- Requirement: Word for word, retype every line of the data.

Given data START

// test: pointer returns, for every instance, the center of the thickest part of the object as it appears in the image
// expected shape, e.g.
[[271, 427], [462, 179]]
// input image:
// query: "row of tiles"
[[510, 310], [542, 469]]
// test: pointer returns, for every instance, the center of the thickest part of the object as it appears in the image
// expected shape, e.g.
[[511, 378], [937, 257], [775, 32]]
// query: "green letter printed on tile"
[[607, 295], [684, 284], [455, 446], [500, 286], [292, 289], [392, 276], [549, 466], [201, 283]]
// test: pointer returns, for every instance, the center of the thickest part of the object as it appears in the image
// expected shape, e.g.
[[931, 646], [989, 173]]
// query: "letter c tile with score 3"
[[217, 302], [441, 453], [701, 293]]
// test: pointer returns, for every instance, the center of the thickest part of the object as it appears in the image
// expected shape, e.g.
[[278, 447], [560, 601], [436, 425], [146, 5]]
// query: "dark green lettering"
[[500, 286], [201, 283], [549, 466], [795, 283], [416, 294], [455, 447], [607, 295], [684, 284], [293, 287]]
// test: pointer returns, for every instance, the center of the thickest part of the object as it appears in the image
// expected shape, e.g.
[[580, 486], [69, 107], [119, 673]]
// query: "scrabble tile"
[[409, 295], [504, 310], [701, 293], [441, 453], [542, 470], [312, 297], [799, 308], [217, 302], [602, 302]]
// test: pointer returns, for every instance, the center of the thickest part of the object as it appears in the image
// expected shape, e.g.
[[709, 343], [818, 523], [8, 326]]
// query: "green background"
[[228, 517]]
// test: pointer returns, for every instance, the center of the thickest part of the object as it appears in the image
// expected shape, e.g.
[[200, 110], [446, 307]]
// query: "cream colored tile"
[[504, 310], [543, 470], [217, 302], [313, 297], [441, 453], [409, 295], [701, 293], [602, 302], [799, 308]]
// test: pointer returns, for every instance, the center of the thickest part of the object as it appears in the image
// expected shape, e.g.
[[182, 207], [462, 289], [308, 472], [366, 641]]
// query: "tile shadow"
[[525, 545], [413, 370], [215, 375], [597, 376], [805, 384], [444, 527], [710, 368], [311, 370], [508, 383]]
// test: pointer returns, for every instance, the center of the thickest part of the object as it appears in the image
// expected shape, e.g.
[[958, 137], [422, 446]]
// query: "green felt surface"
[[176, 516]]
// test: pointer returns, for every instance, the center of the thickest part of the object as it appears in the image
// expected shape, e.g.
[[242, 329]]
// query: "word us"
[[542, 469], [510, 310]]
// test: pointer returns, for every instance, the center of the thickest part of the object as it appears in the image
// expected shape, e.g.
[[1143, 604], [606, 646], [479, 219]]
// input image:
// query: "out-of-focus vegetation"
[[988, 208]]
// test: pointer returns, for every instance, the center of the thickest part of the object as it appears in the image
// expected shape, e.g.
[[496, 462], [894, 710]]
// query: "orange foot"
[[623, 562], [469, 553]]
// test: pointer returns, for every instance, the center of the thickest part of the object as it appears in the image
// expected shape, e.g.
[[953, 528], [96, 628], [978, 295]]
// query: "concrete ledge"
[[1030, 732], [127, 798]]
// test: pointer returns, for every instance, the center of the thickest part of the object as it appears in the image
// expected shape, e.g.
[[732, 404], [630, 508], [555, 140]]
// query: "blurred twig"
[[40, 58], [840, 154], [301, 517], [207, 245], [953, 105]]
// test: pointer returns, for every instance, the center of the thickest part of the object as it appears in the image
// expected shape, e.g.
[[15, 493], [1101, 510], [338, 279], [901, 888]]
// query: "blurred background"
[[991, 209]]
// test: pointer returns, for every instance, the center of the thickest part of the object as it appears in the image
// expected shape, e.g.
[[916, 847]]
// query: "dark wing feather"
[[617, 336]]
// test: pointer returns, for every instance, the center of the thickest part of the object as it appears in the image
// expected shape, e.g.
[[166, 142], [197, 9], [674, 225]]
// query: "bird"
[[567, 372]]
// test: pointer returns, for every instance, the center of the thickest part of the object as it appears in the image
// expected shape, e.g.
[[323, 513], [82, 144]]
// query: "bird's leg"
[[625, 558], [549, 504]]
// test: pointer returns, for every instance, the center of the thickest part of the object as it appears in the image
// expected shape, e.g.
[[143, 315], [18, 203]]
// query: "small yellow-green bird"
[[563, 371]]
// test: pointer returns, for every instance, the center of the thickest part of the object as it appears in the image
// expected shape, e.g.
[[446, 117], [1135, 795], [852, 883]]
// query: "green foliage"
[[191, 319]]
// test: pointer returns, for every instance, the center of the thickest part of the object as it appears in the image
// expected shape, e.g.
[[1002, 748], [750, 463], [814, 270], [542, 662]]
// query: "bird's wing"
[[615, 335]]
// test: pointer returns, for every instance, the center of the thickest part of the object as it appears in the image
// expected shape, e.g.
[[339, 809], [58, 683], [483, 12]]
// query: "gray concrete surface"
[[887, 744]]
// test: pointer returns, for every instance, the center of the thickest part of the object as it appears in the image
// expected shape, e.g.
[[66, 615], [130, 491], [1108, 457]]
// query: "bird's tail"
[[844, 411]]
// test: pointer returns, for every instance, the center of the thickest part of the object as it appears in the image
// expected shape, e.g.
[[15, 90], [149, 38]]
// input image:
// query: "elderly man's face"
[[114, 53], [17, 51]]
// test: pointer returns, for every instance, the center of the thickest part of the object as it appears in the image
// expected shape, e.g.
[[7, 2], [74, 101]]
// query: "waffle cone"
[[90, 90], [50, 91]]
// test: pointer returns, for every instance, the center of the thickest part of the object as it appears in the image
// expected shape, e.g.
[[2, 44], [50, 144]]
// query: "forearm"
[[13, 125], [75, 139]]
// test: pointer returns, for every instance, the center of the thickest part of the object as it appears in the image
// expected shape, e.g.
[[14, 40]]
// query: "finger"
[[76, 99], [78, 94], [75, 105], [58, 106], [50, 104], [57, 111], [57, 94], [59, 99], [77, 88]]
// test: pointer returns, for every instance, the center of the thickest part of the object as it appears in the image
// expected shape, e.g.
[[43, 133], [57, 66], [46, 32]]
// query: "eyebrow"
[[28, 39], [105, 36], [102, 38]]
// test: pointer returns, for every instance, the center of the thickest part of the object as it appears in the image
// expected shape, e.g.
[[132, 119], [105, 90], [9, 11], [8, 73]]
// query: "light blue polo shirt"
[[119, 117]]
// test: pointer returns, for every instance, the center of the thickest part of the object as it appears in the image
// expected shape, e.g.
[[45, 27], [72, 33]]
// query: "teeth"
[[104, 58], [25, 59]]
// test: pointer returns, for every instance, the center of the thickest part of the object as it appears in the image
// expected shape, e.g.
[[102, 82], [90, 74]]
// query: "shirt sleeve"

Given data END

- Task solution:
// test: pointer returns, for every instance, the center of the thickest part of the object as it appears in the image
// expected shape, e.g.
[[271, 427], [462, 179]]
// input image:
// query: "row of tiles"
[[510, 310], [542, 469]]
// test: pointer returns, for every instance, the center of the thickest part of the object as it appears in the image
// expected shape, e.g.
[[511, 378], [937, 257], [775, 32]]
// query: "green letter printed on tile"
[[607, 295], [684, 284], [455, 446], [500, 286], [292, 289], [392, 276], [549, 466], [201, 283]]
// test: pointer returns, for every instance, the center of the thickest part of the object as it appears in the image
// expected shape, e.g.
[[931, 646], [989, 173]]
// query: "letter c tile with score 3"
[[217, 302], [441, 453], [701, 293]]
// test: pointer returns, for every instance, the center of the thickest part of the object as it appears in the image
// expected shape, e.g.
[[278, 447], [560, 601], [436, 425], [146, 5]]
// query: "dark green lettering"
[[500, 286], [201, 283], [549, 466], [795, 283], [416, 294], [455, 447], [607, 295], [684, 284], [293, 287]]
// test: pointer returns, for every instance, the center of the thickest part of the object as it appears in the image
// expected shape, e.g.
[[580, 486], [69, 107], [119, 673]]
// query: "scrabble tile"
[[409, 295], [504, 310], [701, 293], [441, 453], [542, 470], [312, 297], [799, 308], [217, 302], [602, 302]]
// test: pointer returns, for every instance, the center of the thickest part of the object as it appears in the image
// expected shape, e.g.
[[709, 343], [818, 523], [8, 326]]
// query: "green background"
[[228, 517]]
// test: pointer returns, for every instance, the center of the thickest part of the object as it appears in the image
// expected shape, e.g.
[[200, 110], [446, 307]]
// query: "cream colored tile"
[[504, 310], [543, 470], [217, 302], [313, 297], [441, 453], [409, 295], [701, 293], [602, 302], [799, 308]]
// test: pointer returns, for every instance, the center of the thickest part of the object as it appears in the image
// expected shape, e.g.
[[182, 207], [462, 289], [308, 472], [366, 641]]
// query: "tile shadow"
[[525, 545], [413, 370], [215, 375], [597, 376], [805, 384], [444, 527], [710, 368], [311, 370], [508, 383]]
// test: pointer returns, for every instance, the center of the thickest part of the object as it appears in the image
// expected shape, e.g.
[[958, 137], [422, 446]]
// query: "green felt surface"
[[176, 516]]
// test: pointer returns, for every instance, the center of the thickest part of the object as it appears in the image
// expected shape, e.g.
[[242, 329]]
// query: "word us"
[[542, 469], [510, 310]]
// test: pointer returns, for every instance, the center of the thickest part of the object as it appears in the image
// expected shape, e.g.
[[1143, 604], [606, 646], [479, 219]]
// input image:
// query: "out-of-focus vegetation"
[[988, 208]]
// test: pointer returns, for every instance, the center of the thickest part of the object as it appears in the image
// expected shape, e.g.
[[496, 462], [894, 710]]
// query: "orange foot"
[[623, 562], [469, 553]]
// test: pointer returns, for every instance, the center of the thickest part of the object as it appears in the image
// expected shape, e.g.
[[953, 528], [96, 628], [978, 295]]
// query: "concrete ledge"
[[1030, 732], [127, 798]]
// test: pointer returns, for every instance, the center of the thickest part of the object as it appears in the image
// expected shape, e.g.
[[732, 404], [630, 508], [555, 140]]
// query: "blurred twig"
[[40, 58], [840, 154], [301, 517], [207, 245], [953, 105]]
// test: pointer returns, for every instance, the center of the thickest part of the object as it appears in the image
// expected shape, e.g.
[[15, 493], [1101, 510], [338, 279], [901, 888]]
// query: "blurred background"
[[991, 209]]
// test: pointer returns, for every instance, the center of the thickest part of the object as it appears in the image
// expected shape, e.g.
[[916, 847]]
// query: "dark wing feather"
[[617, 336]]
// test: pointer returns, for every instance, the center of the thickest part of the object as it appears in the image
// expected shape, e.g.
[[166, 142], [197, 9], [674, 225]]
// query: "bird"
[[567, 372]]
// test: pointer returns, for every instance, the center of the thickest part of the object as it appears in the image
// expected shape, e.g.
[[323, 513], [82, 144]]
// query: "bird's leg"
[[625, 558], [549, 504]]
// test: pointer returns, for every instance, the center of the thickest part of the object as it appears in the image
// expected shape, e.g.
[[143, 315], [18, 203]]
// query: "small yellow-green bird"
[[563, 371]]
// test: pointer returns, for every instance, the center of the thickest part of the object as it appears in the image
// expected shape, e.g.
[[446, 117], [1135, 795], [852, 883]]
// query: "green foliage"
[[191, 319]]
// test: pointer returns, for every instance, the center of the thickest part of the object as it appears in the image
// expected shape, e.g.
[[1002, 748], [750, 463], [814, 270], [542, 662]]
// query: "bird's wing"
[[615, 335]]
// test: pointer returns, for every instance, the center of the thickest part of the object as it appears in the image
// expected shape, e.g.
[[339, 809], [58, 683], [483, 12]]
// query: "gray concrete surface"
[[887, 744]]
// test: pointer returns, for every instance, the center of the thickest part of the object as it appears in the image
// expected shape, e.g.
[[66, 615], [130, 491], [1108, 457]]
// query: "bird's tail"
[[844, 411]]
// test: pointer returns, for every instance, the center of the thickest part of the object as it appears in the image
// expected shape, e.g.
[[15, 90], [149, 38]]
// input image:
// query: "elderly man's face"
[[114, 53], [17, 51]]
// test: pointer returns, for every instance, the center of the thickest part of the object as it appears in the image
// expected shape, e.g.
[[7, 2], [74, 101]]
// query: "waffle cone"
[[90, 90], [50, 91]]
// test: pointer returns, for every instance, the center of the thickest part of the object as it appears in the image
// expected shape, e.g.
[[2, 44], [50, 144]]
// query: "forearm"
[[13, 125], [75, 139]]
// test: pointer returns, for every instance, the center of the thickest part of the object as it appears in the image
// expected shape, e.g.
[[14, 40]]
// query: "finger"
[[76, 99], [78, 94], [75, 105], [58, 106], [50, 104], [57, 111], [57, 94], [59, 99], [77, 88]]
// test: pointer returns, for every instance, the center of the thickest part of the object as it appears in the image
// expected shape, e.g.
[[43, 133], [57, 66], [46, 32]]
// query: "eyebrow"
[[28, 39], [105, 36], [102, 38]]
// test: pointer returns, for every instance, the center of the thickest part of the object as it appears in the image
// expected shape, e.g.
[[132, 119], [105, 90], [9, 11], [8, 73]]
// query: "light blue polo shirt"
[[119, 117]]
// test: pointer returns, for every instance, the center of the thickest part of the object as it appears in the image
// expected shape, e.g.
[[45, 27], [72, 33]]
// query: "teeth"
[[104, 58], [25, 59]]
// test: pointer returns, for every instance, the center of the thickest part of the object as it appears in the image
// expected shape, e.g.
[[102, 82], [90, 74]]
// query: "shirt sleeve"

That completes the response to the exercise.